__Excerpted text__
====

US20010027594A1

US20010027594A1 - Device for hydrodynamic supply of the fluid to fibers of a fiber web

Info

Publication number: US20010027594A1
Application number: US09/781,999
Authority: US
Inventors: Gerold Fleissner
Original assignee: Gerold Fleissner
Current assignee: Truetzschler Nonwovens GmbH
Priority date: 2000-02-15
Filing date: 2001-02-14
Publication date: 2001-10-11
Anticipated expiration: 2021-02-14
Also published as: EP1126064A2; DE50101160D1; DE10006763A1; US6412155B2; EP1126064B1; EP1126064A3

Abstract

A device is known in which the bulky nonwoven arriving on a continuous belt for water needling is slowly compressed between a needling drum and another belt and at the same time is wetted by a first water curtain from the nozzle bank; its water jets first flow through the continuous belt and then the fiber web and ultimately the needling drum. There is a simpler and thus more economically producible device of this type when instead of the needling drum this compacting unit consists only of two continuous belts which however should be guided such that at the inlet the two working sides of the continuous belts slowly compact and press the incoming nonwoven, and then the belts lying on one another are moved past the nozzle bank as they are held pressed. Additional deflection rollers are used for this purpose.

Description

EP-A-0 959 076 discloses a device for hydrodynamic entwining for preferably binder-free compaction of the fibers of a fiber web of natural and/or artificial fibers of any type. It consists of

a) a first continuous belt which supports the fiber web and which is routed under tension between at least two rollers and is deflected,

b) a permeable needling drum which is looped by the continuous belt,

c) a second continuous belt which is likewise routed under tension between at least two rollers being assigned in the opposite direction to the first continuous belt; the working side of the second belt which is opposite the working side of the first continuous belt turns driven in the same direction as that of the first continuous belt, furthermore,

d) the two working sides of the two continuous belts in their lengthwise extension at the inlet are pointed conically towards one another so that the fiber web which lies on the working side of the first continuous belt is increasingly compressed between the continuous belts which are running ahead,

e) the two continuous belts are pressed by the two rollers against the needling drum for stronger looping of the drum and

f) between these two rollers a nozzle bank for wetting of the fiber web is pointed against the fiber web which is held compressed between the two continuous belts.

====

Records from a collection:
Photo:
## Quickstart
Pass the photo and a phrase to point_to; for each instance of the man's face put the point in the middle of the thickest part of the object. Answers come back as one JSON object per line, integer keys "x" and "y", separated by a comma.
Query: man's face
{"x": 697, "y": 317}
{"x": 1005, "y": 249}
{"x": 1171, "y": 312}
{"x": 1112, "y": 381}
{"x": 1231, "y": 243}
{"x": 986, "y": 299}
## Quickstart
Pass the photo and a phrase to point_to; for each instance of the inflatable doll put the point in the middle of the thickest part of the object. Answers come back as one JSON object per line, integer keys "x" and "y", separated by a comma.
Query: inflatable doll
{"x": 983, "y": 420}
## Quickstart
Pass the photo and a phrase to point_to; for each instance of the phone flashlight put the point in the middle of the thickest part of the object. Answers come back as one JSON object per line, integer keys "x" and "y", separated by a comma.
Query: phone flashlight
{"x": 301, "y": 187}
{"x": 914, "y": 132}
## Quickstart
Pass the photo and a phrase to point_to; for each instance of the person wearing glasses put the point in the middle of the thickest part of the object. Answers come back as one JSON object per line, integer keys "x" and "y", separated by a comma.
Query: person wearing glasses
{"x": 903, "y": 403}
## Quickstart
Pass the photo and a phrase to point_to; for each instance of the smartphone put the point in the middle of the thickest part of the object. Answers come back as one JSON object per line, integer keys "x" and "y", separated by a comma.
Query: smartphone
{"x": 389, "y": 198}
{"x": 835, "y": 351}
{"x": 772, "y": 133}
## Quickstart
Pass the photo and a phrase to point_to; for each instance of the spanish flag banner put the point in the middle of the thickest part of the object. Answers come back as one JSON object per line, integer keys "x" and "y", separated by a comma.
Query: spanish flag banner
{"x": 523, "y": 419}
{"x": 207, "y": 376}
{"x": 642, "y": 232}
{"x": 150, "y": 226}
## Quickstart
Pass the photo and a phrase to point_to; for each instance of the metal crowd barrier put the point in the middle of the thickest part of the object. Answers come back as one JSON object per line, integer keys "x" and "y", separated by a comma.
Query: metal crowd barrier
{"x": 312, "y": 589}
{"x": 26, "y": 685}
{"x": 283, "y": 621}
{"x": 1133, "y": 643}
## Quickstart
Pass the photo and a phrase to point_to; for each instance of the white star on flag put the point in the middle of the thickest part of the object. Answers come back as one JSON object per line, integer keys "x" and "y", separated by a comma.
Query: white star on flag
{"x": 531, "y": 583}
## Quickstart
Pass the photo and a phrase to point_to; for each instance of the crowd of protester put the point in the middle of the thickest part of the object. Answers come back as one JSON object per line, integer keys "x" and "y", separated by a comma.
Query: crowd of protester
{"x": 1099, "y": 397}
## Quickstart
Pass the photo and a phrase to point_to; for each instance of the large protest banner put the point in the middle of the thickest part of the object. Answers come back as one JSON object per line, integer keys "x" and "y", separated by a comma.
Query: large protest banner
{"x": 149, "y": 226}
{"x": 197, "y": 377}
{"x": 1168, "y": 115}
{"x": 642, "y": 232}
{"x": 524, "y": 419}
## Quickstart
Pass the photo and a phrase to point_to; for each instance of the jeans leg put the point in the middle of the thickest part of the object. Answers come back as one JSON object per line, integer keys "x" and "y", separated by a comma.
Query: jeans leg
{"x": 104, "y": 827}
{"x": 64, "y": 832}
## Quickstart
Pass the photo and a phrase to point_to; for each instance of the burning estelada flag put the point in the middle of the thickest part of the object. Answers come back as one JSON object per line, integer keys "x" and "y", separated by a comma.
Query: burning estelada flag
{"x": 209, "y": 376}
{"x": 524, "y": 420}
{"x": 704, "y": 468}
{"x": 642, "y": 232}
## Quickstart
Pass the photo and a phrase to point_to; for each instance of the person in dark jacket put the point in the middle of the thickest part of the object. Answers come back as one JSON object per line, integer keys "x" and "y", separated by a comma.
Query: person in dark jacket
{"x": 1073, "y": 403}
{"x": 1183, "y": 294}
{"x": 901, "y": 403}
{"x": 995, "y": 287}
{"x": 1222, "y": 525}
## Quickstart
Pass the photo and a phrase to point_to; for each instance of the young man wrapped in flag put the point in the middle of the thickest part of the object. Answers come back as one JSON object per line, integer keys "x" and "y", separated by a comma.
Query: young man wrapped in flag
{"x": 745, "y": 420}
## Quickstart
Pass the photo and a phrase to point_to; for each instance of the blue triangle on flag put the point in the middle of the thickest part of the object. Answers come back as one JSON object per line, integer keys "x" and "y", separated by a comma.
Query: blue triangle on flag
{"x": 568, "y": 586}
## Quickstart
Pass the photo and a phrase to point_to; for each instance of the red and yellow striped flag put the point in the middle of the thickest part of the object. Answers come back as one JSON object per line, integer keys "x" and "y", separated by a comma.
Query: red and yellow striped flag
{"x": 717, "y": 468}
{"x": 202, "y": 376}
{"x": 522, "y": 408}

====

__List of tasks__
A – Which publication numbers does the patent page on the fiber-web device give under "Also published as"? List every one.
B – Write the next part of the patent description for the hydrodynamic fiber-web device, continuing after the last listed feature.

__Responses per task__
A – EP1126064A2, DE50101160D1, DE10006763A1, US6412155B2, EP1126064B1, EP1126064A3

B –
A device of this type has the advantage that the fiber web which runs ahead in terms of bulk is compressed increasingly slowly between the two continuous belts and with uniform pressure from the top and bottom without shear stress and only when it is held securely between the two continuous belts is it wetted on the needling drum. The nonwoven is pressed more strongly against the needling drum by the two rollers in front of and behind the nozzle bank. This stronger compression, or more correctly, the better holding of the fibers of the fiber web during wetting prevents floating of the individual fibers and ultimately leads to a better nonwoven product.

The device has proven itself in practice, it is characterized especially by intensive wetting which is produced uniformly on the drum, and then after diversion of the second from the first continuous belt, by needling which is still possible on the drum by means of a second nozzle bank which is now pointed directly against the fiber web which lies on the drum. But the construction is very complex and too expensive for many products. The object of the invention is a simpler construction which meets the same conditions.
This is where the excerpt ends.